- [Requirements]
• a. In the melting cyclone patent, at what point in the burner's flame does the nozzle inject the stream of ore?
• b. List every drawback the melting cyclone patent gives for blowing the fine-grained solids into the cyclone at high speed.
• c. Keep writing the melting cyclone patent from its last sentence.

- [Excerpt]

• • •

Abstract:
A method and apparatus for high temperature treatment of particulate metal ore concentrate solids with a cyclone having a tangentially positioned burner directing a jet flame into the cyclone, an ore injecting nozzle positioned to inject a stream of ore with oxygen containing gas into the jet flame of the burner at a location at least one-third of the travel of the flame and into the hottest region thereof so that the particles are melted and do not abrasively impact the walls of the cyclone in an unmelted stage.

Description:
BACKGROUND OF THE INVENTION 
     The invention relates to improvements in methods and apparatus for the high temperature treatment of fine grained particular metal ore concentrate to obtain molten ore treatment temperatures. 
     More particularly, the invention relates to improvements in methods and constructions of a melting cyclone which is provided with burners for melting nonferrous metal ore concentrates and is provided with means for introducing the particulate nonferrous metal ore particles into the cyclone wherein the melt is separated from the exhaust gases under the influence of the cyclone. 
     For pyrometallurgical treatment of fine grained sulfidic ore concentrates in a melting cyclone, it is known such as in DE-AS 20 10 872 and German Published Application 33 35 859 to pneumatically convey fine grained solids to the cyclone in pipe conduits. The solids are introduced as a suspension with conveying air into the melting cyclone at high speeds through nozzles tangentially arranged in the jacket of the cyclone. The ore concentrate is continuously cycloned and melted in the eddy currents of the melting cyclone at high temperatures. As a consequence of the intense mass transfer between the gas and solids, high volatilization rates of the volatile solid constituents and the high melting rates of the nonvolatile constituents can be achieved in the cyclone. This known suspension melting in a cyclone has achieved special significance for the pyrometallurgical direct production of materials such as, for example, copper from sulfidic copper ore concentrates as well as from complex concentrates, yielding a comparatively pure crude copper and a low copper slag. 
     When the suspension of solids and conveying gas is introduced into the melting cyclone at high speeds (above 35/m/sec), the situation exists that the introduction nozzles for the fine grained solids will prematurely wear. Also, the solids particle will be pneumatically hurled into the melting cyclone with an appropriate pulse and will cause noticeable wear at the impact location against the fireproof lining of the inside cyclone wall. This is particularly true when the solids particles do not proceed to melt as they are blown into the cyclone and as a result, the inner surface of the melting cyclone will deteriorate so that shut down and repair must occur. With a melting cyclone in which fine grained solid materials are injected at high speed, the reaction time required for the reaction and melting of the particles is very short. As a practical matter, only the flight path of the particles from the injection nozzles to the inside cyclone wall is available for this reaction time and this can become too short so that exothermic calcining reaction collapses.

• • •

- [Entries]
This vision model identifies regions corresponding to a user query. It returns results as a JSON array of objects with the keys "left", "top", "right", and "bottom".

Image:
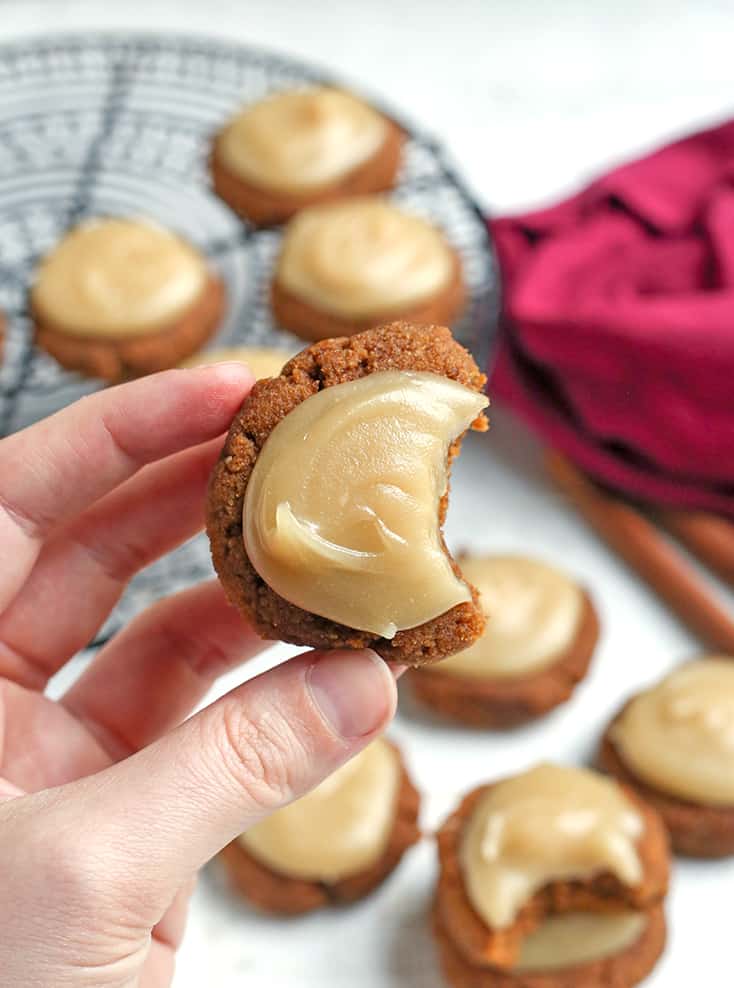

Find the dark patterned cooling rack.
[{"left": 0, "top": 34, "right": 499, "bottom": 643}]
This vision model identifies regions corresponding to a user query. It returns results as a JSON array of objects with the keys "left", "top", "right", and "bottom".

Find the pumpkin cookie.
[
  {"left": 210, "top": 86, "right": 404, "bottom": 226},
  {"left": 599, "top": 656, "right": 734, "bottom": 858},
  {"left": 220, "top": 738, "right": 420, "bottom": 915},
  {"left": 434, "top": 765, "right": 669, "bottom": 988},
  {"left": 271, "top": 196, "right": 465, "bottom": 340},
  {"left": 181, "top": 346, "right": 291, "bottom": 381},
  {"left": 30, "top": 219, "right": 225, "bottom": 381},
  {"left": 407, "top": 556, "right": 599, "bottom": 727},
  {"left": 207, "top": 323, "right": 487, "bottom": 665}
]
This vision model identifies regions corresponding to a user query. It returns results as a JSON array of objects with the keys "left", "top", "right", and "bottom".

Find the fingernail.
[
  {"left": 191, "top": 360, "right": 252, "bottom": 377},
  {"left": 307, "top": 650, "right": 395, "bottom": 738}
]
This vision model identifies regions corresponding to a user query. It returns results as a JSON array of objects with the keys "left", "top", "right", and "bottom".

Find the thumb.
[{"left": 63, "top": 651, "right": 396, "bottom": 919}]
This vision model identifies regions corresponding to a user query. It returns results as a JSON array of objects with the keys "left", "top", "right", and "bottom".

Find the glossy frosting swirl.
[
  {"left": 31, "top": 219, "right": 208, "bottom": 339},
  {"left": 242, "top": 371, "right": 487, "bottom": 638},
  {"left": 217, "top": 86, "right": 387, "bottom": 193},
  {"left": 460, "top": 764, "right": 644, "bottom": 929},
  {"left": 439, "top": 556, "right": 583, "bottom": 679},
  {"left": 611, "top": 656, "right": 734, "bottom": 807},
  {"left": 276, "top": 196, "right": 455, "bottom": 319},
  {"left": 239, "top": 738, "right": 400, "bottom": 882}
]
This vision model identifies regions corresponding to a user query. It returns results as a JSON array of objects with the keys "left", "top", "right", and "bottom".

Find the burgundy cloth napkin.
[{"left": 490, "top": 121, "right": 734, "bottom": 516}]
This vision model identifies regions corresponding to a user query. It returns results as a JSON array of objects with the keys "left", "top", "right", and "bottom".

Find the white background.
[{"left": 5, "top": 0, "right": 734, "bottom": 988}]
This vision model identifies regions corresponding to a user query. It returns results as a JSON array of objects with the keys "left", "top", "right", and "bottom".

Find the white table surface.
[{"left": 10, "top": 0, "right": 734, "bottom": 988}]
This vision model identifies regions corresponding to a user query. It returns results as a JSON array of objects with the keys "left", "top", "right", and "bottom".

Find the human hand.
[{"left": 0, "top": 364, "right": 395, "bottom": 988}]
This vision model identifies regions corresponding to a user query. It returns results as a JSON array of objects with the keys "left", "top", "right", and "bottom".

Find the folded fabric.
[{"left": 490, "top": 121, "right": 734, "bottom": 515}]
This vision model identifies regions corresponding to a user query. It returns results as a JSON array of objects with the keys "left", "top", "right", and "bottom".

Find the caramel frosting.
[
  {"left": 31, "top": 219, "right": 208, "bottom": 339},
  {"left": 440, "top": 556, "right": 583, "bottom": 679},
  {"left": 513, "top": 912, "right": 647, "bottom": 973},
  {"left": 459, "top": 764, "right": 644, "bottom": 929},
  {"left": 239, "top": 738, "right": 401, "bottom": 882},
  {"left": 243, "top": 371, "right": 487, "bottom": 638},
  {"left": 276, "top": 196, "right": 454, "bottom": 319},
  {"left": 611, "top": 656, "right": 734, "bottom": 806},
  {"left": 217, "top": 86, "right": 388, "bottom": 193},
  {"left": 181, "top": 346, "right": 291, "bottom": 381}
]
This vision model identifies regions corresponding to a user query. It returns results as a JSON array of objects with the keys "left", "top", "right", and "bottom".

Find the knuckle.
[{"left": 214, "top": 702, "right": 306, "bottom": 810}]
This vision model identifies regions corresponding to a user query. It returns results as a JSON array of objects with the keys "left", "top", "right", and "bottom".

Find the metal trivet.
[{"left": 0, "top": 34, "right": 499, "bottom": 644}]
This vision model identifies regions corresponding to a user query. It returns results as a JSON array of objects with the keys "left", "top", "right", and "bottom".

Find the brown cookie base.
[
  {"left": 405, "top": 594, "right": 599, "bottom": 728},
  {"left": 219, "top": 749, "right": 420, "bottom": 916},
  {"left": 32, "top": 276, "right": 226, "bottom": 382},
  {"left": 209, "top": 120, "right": 405, "bottom": 226},
  {"left": 433, "top": 905, "right": 666, "bottom": 988},
  {"left": 207, "top": 322, "right": 486, "bottom": 665},
  {"left": 270, "top": 250, "right": 466, "bottom": 340},
  {"left": 436, "top": 786, "right": 670, "bottom": 969},
  {"left": 598, "top": 713, "right": 734, "bottom": 858}
]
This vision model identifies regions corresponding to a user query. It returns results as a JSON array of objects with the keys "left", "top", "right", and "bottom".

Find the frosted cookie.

• • •

- [Answers to the exercise]
• a. At a location at least one-third of the way along the flame's travel, into its hottest region.

• b.
- The nozzles that feed in the solids wear out too soon.
- The particles hit the fireproof lining of the inner cyclone wall hard and wear it down where they strike.
- The inner surface of the cyclone breaks down, so the cyclone has to be shut down and repaired.
- The time the particles have to react and melt is very short, so the exothermic calcining reaction can collapse.

• c.
     The risk is also present, as may be seen from German Patent 29 22 189, that the fine grained solids are introduced into the melting cyclone without conveying gas and without a vertical pulse from above and only on the basis of force of gravity. The particles are seized but not completely seized in the melting cyclone by the eddy currents and the oxygenous gas which is tangentially injected at high speed, and this results in the particles being partly hurled unreacted against the inside wall of the cyclone. 
     In known methods for pyrometallurgical treatment of fine grained sulfidic ore concentrates, such as sulfidic ore concentrates, for example, in a melting cyclone, the combustion of sulfide sulfur and potentially of other oxidizable constituents contained in the charged material in the oxygen atmosphere, usually supplies adequate heat in order to allow the calcining and melting process to proceed autogenously. With this situation, separate burners for the injection of fuels are not required in known melting cyclones. 
     An object of the invention is to provide a means for the high temperature treatment of pyrometallurgical fine grained ore concentration, particularly oxidic ore concentrates, where the melting process does occur autogenously in a melting cyclone but requires the employment of separate burners with fuel injection. 
     A further object of the invention is to provide for an improved method and apparatus for the temperature treatment of particulate metal ore concentration in a cyclone melting device which provides improvements over arrangements heretofore available. 
     A further object of the invention is to provide an improved method and structure for high temperature treating of particulate metal ore concentrates in a melting cyclone wherein the particulate material can react as completely as possible at high melting rates with the lowest possible melting cyclone wear. 
     A further object of the invention is to provide an improved method and apparatus for the high temperature treatment of particulate metal ore concentrates in a melting cyclone wherein losses of the gas dust and reduced specific energy consumption are achieved.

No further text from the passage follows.